The Network

Analyzing 9rules

Today at Business Logs I wrote an article called “Guarding The Gates: Web 2.0 Barriers To Entry” and it talked about how new companies popping up need to essentially answer these three questions:

Are we actually useful or just fun to play with?
Are we actually innovating or just mashing/copying?
Are there barriers to enter our market, or can anyone be us?

In the article I hypothetically answered those questions for Meebo, 43 Things (43 Things’ response), and the online calendar space. Here I’ll answer them for 9rules.

Analyzing 9rules

I believe that 9rules is actually useful, innovative, but that our market may have little barriers for entry. I would say that 9rules is useful because 1) we’re trying to guide users through the infodump of the blogosphere, and 2) at the same time help the smaller, independent writers gain a foothold. It was about this time last year when Paul pitched me the idea of 9rules over dinner, and the #1 reason he gave for starting a weblog network like 9rules was to highlight great content because it’s sometimes tough to find the really good stuff you’re looking for.

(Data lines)
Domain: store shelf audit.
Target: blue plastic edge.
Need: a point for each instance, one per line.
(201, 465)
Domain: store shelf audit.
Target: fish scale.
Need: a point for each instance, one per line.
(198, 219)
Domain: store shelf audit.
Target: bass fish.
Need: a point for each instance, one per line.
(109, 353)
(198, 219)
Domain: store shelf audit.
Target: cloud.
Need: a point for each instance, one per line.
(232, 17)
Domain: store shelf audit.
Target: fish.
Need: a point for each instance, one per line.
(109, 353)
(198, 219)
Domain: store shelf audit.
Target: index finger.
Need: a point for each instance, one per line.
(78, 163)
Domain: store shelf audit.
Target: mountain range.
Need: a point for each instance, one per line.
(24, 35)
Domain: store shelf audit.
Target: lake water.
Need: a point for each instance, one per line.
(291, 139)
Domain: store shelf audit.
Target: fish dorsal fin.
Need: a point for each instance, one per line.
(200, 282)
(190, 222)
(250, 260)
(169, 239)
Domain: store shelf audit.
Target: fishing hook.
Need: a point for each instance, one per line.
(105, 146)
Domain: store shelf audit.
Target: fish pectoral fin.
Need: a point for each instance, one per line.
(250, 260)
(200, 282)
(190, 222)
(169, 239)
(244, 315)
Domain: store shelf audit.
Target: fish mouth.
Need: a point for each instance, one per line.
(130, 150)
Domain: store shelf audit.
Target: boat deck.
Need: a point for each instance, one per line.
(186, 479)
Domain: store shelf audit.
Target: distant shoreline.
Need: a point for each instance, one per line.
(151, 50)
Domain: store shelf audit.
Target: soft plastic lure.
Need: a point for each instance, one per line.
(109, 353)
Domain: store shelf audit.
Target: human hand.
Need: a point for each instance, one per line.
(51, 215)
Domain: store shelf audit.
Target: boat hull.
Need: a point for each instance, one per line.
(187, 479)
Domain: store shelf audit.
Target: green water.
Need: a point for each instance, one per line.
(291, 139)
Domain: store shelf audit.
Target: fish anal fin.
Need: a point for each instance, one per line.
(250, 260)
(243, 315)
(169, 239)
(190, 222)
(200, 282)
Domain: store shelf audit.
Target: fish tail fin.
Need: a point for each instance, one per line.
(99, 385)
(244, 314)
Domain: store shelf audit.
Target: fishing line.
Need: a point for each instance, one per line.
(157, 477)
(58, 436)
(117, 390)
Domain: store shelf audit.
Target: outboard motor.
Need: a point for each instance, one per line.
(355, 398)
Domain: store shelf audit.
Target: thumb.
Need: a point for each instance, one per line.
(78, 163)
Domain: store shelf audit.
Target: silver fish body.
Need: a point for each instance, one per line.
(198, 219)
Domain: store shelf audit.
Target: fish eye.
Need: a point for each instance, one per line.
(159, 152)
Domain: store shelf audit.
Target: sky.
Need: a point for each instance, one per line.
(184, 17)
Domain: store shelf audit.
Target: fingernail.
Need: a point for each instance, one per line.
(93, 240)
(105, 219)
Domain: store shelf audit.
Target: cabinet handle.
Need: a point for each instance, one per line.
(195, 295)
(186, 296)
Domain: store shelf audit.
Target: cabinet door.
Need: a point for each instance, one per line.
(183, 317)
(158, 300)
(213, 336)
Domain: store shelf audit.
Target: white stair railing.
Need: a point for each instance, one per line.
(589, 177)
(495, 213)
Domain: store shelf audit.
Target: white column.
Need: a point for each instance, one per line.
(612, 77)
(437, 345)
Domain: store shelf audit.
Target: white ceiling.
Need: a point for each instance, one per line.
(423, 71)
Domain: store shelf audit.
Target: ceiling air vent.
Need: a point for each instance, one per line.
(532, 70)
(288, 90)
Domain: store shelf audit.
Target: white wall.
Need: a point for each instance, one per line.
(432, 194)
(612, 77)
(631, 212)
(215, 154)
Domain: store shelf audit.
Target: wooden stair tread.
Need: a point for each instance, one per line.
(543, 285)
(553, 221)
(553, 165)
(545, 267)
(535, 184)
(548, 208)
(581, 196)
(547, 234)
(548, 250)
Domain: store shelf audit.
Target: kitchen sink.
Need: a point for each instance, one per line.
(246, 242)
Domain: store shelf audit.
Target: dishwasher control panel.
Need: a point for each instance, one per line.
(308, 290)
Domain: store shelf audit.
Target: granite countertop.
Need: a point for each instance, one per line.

### The tasks
[1] From the post on 9rules, extract the passage between "The Network" and "to play with?", inclusive.
[2] Which lines of the records contain the string "cabinet"? Find each one and copy it, treating case as significant.

### Solutions for each task
[1]
The Network

Analyzing 9rules

Today at Business Logs I wrote an article called “Guarding The Gates: Web 2.0 Barriers To Entry” and it talked about how new companies popping up need to essentially answer these three questions:

Are we actually useful or just fun to play with?

[2]
Target: cabinet handle.
Target: cabinet door.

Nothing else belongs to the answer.